▸ **Task requirements**:
[A] Please rewrite the part of the cherry tree thread that begins at the words "Just came across" and ends after "cherry excluded ....?", swapping "fruit trees" for "orchard trees".
[B] Put the entries into a JSON list of strings, one string per line and no blank lines. Begin at the line that has "of the cardboard" and stop after the last line of the entries.

# Cherry Tree For Wood Turning



## hog&amp;bodge (25 Nov 2009)

Just came across this for sale..yes it is a tree a whole tree.....:lol: 
Now is that tempting....
http://cgi.ebay.co.uk/Cherry-Tree-For-W ... 4a9c84d549

Is there a law against felling fruit trees or is cherry excluded ....?


----------



## Bodrighy (25 Nov 2009)

If it has just been felled it will be wet and cherry does split badly often. It is a lovely wood though. Never hear of there being a law against felling fruit trees, especially if they are in your garden ot something. 

pete


----------



## johnny.t. (25 Nov 2009)

Only on ebay :roll: Makes you wonder if some 'yoofs' have aquired a chainsaw :lol: 

Cherry hard to source??? Don't think so...


----------



## hog&amp;bodge (25 Nov 2009)

If it was closer to me I would get it and keep it in long lengths..
That should help keep most of the splitting down and have a great
ventilated basement...am I talking my self into going to get it....lol
But a whole tree..lol


----------



## Bodrighy (25 Nov 2009)

hog&bodge":18mieiba said:


> If it was closer to me I would get it and keep it in long lengths..

▸ **Provided data**:
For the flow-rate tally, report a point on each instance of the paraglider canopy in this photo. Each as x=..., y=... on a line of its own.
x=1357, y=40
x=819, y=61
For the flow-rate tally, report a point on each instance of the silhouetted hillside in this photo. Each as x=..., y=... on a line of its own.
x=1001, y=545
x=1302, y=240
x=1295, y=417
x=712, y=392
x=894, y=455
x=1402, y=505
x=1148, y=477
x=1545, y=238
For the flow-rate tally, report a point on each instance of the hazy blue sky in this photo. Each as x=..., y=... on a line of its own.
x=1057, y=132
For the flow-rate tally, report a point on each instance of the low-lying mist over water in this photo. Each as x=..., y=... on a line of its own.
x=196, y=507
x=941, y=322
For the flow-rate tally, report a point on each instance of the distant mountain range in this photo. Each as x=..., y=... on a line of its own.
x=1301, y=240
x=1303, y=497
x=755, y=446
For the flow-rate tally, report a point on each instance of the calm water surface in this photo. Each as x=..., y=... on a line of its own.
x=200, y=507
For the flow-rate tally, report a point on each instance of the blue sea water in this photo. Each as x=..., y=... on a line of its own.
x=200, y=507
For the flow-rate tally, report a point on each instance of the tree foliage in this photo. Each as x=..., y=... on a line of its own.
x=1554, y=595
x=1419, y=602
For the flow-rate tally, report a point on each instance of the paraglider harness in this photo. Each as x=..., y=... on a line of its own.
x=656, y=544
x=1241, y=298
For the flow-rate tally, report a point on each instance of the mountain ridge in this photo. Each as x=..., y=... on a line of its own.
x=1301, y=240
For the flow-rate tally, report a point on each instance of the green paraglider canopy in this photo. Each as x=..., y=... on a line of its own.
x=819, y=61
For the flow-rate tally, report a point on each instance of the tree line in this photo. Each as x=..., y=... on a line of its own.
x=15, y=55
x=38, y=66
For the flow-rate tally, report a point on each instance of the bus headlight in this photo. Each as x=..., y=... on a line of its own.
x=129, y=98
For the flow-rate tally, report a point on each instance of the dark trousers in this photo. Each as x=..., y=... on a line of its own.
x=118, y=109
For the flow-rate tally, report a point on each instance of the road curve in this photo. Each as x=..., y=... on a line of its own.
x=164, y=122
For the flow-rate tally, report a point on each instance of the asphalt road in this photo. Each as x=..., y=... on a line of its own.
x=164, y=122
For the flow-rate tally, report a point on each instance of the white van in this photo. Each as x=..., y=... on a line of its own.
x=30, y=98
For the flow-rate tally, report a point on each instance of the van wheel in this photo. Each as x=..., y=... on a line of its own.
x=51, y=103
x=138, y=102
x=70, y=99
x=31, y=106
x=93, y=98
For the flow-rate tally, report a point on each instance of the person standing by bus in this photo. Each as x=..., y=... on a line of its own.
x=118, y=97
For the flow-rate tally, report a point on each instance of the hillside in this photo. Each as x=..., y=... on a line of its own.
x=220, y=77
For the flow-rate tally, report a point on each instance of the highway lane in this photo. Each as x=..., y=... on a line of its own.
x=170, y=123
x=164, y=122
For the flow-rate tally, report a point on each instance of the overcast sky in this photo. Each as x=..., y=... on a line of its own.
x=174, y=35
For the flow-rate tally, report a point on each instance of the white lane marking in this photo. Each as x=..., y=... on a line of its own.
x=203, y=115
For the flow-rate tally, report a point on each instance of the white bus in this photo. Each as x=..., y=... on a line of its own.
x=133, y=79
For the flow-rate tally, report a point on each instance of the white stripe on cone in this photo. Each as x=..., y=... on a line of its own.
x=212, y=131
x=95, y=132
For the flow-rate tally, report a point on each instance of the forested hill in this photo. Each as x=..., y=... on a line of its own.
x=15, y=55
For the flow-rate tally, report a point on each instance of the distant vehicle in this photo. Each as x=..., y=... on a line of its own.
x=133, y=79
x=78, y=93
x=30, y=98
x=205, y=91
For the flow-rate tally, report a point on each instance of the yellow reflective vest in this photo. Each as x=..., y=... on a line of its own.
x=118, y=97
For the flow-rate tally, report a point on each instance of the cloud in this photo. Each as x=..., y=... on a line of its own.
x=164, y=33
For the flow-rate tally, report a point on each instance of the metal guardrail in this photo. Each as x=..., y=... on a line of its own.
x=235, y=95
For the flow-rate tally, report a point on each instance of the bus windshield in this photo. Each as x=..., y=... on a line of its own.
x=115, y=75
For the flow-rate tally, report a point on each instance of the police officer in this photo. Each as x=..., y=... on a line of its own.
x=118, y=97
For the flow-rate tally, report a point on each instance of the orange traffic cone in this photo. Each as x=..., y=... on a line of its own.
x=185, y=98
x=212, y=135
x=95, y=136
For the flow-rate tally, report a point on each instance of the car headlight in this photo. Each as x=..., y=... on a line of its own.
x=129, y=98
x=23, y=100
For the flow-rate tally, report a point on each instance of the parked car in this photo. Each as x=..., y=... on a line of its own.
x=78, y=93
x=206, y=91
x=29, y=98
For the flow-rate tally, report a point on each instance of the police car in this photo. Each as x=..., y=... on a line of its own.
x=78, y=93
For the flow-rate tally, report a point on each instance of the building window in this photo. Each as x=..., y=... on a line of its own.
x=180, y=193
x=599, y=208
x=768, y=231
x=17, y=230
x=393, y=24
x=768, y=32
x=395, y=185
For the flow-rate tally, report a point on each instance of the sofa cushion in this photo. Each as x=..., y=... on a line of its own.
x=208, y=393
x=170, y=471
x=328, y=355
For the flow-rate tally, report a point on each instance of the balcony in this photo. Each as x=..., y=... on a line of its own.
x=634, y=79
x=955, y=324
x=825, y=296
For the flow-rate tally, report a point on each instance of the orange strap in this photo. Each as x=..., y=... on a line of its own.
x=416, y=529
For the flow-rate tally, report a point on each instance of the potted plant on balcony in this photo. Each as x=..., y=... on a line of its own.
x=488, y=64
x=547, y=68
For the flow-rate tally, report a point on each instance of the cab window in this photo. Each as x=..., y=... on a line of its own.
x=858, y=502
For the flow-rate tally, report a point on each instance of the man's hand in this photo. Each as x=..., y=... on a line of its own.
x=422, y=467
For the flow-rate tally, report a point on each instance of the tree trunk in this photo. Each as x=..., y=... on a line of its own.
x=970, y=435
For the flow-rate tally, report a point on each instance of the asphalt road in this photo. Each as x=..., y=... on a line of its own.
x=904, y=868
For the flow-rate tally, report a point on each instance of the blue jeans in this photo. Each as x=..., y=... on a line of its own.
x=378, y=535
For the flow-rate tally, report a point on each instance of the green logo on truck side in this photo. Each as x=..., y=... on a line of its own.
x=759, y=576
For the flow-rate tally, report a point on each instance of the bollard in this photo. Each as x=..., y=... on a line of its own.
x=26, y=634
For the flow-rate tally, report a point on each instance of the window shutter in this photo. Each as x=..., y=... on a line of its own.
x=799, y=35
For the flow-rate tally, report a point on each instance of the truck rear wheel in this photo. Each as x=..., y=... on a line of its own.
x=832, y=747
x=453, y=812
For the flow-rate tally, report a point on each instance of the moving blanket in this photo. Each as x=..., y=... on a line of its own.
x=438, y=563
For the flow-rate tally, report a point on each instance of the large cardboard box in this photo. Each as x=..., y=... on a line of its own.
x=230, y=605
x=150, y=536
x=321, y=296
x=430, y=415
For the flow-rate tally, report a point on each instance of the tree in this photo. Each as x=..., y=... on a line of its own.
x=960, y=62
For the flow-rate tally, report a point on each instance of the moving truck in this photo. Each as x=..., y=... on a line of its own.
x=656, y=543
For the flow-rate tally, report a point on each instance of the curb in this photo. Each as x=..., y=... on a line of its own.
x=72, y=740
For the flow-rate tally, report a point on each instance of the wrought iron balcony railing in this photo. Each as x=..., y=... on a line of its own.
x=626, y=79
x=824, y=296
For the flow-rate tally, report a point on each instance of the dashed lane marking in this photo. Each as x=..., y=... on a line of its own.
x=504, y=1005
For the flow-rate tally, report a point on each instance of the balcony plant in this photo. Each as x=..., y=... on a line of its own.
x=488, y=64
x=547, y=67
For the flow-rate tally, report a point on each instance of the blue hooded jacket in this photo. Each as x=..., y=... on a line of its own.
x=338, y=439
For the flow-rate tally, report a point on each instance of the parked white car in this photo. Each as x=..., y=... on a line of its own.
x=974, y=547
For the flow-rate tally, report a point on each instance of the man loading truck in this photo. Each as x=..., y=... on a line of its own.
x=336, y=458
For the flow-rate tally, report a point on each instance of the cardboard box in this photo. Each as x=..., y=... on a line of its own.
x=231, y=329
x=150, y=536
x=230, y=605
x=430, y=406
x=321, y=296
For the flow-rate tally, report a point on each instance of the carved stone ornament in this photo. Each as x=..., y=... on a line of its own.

▸ **Full solutions**:
[A]
Just came across this for sale..yes it is a tree a whole tree.....:lol: 
Now is that tempting....
http://cgi.ebay.co.uk/Cherry-Tree-For-W ... 4a9c84d549

Is there a law against felling orchard trees or is cherry excluded ....?

[B]
[
  "For the flow-rate tally, report a point on each instance of the cardboard box in this photo. Each as x=..., y=... on a line of its own.",
  "x=231, y=329",
  "x=150, y=536",
  "x=230, y=605",
  "x=430, y=406",
  "x=321, y=296",
  "For the flow-rate tally, report a point on each instance of the carved stone ornament in this photo. Each as x=..., y=... on a line of its own."
]